▶ **EXERCISE PROMPT**: Return exactly the lines below, starting with the one that has "Mark the rocky outcrop with a point." and going on through the one that has "Mark the jagged rock spire with a point.".

-- LISTED ENTRIES follows --

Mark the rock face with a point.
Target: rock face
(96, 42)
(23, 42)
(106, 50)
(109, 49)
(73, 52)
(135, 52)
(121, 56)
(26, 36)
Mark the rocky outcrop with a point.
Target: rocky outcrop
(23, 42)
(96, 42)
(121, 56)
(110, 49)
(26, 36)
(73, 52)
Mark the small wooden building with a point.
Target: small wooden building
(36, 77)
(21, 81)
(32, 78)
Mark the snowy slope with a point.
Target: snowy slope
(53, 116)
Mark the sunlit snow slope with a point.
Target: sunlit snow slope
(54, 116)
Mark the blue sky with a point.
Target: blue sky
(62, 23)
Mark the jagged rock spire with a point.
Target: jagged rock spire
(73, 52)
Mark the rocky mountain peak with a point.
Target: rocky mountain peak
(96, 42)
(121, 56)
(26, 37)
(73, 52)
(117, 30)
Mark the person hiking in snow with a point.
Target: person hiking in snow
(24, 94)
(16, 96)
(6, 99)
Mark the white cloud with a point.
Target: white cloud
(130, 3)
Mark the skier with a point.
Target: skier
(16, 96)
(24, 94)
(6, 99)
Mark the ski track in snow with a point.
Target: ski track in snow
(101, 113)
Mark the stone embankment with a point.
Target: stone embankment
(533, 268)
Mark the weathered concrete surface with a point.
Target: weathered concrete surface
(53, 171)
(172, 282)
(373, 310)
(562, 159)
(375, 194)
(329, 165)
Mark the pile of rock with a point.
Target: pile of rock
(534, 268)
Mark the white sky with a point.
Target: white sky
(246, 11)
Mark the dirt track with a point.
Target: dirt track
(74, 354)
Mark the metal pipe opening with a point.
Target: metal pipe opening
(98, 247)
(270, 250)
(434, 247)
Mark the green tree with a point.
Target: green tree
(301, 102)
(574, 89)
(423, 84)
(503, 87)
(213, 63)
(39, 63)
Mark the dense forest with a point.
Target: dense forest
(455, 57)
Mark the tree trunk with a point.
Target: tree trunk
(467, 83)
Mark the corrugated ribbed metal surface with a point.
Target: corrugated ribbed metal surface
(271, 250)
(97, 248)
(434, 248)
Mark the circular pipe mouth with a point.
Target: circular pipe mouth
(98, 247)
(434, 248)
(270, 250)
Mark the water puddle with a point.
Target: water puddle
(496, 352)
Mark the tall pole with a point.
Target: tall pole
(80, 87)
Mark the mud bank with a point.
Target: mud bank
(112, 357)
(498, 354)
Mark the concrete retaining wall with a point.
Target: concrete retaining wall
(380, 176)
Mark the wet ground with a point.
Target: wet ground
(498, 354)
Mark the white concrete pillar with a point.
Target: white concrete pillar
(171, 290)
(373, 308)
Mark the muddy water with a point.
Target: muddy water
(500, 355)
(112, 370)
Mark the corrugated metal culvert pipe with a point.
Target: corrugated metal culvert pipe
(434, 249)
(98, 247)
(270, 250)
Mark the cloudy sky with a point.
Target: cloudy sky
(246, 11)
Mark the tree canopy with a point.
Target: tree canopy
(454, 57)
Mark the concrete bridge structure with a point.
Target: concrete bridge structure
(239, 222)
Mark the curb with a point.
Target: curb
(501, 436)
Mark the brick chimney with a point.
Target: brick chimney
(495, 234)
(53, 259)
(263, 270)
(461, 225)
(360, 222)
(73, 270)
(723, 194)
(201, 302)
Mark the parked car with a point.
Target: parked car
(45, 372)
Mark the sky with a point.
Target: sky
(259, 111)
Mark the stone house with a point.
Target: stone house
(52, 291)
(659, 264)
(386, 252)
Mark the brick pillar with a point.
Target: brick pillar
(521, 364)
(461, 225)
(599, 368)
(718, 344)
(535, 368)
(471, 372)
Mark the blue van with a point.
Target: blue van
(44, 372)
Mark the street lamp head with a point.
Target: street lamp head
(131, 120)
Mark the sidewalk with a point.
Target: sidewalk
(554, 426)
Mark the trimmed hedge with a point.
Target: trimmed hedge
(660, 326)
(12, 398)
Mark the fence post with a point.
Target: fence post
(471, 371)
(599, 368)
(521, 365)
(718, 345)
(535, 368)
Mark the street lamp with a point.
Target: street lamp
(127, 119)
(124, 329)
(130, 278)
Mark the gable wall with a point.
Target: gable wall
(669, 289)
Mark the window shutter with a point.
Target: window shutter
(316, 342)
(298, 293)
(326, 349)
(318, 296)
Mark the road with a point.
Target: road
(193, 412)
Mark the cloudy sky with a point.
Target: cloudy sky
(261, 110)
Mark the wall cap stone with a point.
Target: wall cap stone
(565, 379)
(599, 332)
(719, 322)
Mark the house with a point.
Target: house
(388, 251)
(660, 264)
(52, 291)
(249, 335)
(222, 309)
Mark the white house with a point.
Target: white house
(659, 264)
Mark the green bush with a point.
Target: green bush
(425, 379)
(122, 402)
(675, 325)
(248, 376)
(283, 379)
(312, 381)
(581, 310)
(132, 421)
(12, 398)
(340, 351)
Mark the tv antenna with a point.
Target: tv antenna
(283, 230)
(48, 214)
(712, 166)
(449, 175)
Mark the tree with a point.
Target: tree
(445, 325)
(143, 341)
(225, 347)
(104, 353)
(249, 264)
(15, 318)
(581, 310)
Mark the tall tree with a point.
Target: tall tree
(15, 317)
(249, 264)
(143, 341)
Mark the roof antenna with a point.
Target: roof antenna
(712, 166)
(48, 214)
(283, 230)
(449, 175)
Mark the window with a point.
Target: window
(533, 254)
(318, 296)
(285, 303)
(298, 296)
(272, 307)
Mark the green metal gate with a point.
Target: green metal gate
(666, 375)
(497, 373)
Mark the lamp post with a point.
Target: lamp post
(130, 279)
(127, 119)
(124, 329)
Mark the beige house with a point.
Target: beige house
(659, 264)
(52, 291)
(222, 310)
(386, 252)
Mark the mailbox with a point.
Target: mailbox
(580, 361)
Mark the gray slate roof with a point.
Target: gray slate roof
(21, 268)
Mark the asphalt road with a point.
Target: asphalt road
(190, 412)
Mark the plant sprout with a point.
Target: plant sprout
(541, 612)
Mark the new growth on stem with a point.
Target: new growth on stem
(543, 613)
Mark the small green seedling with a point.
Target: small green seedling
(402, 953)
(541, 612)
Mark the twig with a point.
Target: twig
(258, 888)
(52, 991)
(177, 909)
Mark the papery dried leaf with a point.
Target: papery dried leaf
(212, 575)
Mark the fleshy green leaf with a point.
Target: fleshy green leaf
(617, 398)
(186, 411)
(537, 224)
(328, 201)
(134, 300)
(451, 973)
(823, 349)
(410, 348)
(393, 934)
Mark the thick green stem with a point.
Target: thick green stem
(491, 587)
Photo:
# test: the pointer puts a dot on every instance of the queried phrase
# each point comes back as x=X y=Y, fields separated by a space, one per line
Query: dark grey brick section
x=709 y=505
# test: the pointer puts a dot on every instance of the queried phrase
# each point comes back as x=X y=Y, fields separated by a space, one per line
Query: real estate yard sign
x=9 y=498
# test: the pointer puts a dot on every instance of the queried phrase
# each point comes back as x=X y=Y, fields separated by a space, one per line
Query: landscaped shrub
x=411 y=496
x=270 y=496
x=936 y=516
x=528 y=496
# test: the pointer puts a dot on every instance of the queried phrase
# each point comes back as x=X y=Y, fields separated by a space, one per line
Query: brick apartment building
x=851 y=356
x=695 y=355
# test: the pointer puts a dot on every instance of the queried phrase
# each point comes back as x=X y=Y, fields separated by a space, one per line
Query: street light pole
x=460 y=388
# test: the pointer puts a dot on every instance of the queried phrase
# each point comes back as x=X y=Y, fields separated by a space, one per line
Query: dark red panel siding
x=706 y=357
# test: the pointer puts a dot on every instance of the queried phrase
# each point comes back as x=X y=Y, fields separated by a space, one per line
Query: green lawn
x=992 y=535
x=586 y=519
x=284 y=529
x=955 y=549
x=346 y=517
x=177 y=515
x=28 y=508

-- LISTED ENTRIES concluded --

▶ **YOUR RESPONSE**:
Mark the rocky outcrop with a point.
Target: rocky outcrop
(23, 42)
(96, 42)
(121, 56)
(110, 49)
(26, 36)
(73, 52)
Mark the small wooden building with a point.
Target: small wooden building
(36, 77)
(21, 81)
(32, 78)
Mark the snowy slope with a point.
Target: snowy slope
(53, 116)
Mark the sunlit snow slope with a point.
Target: sunlit snow slope
(54, 116)
Mark the blue sky with a point.
Target: blue sky
(62, 23)
Mark the jagged rock spire with a point.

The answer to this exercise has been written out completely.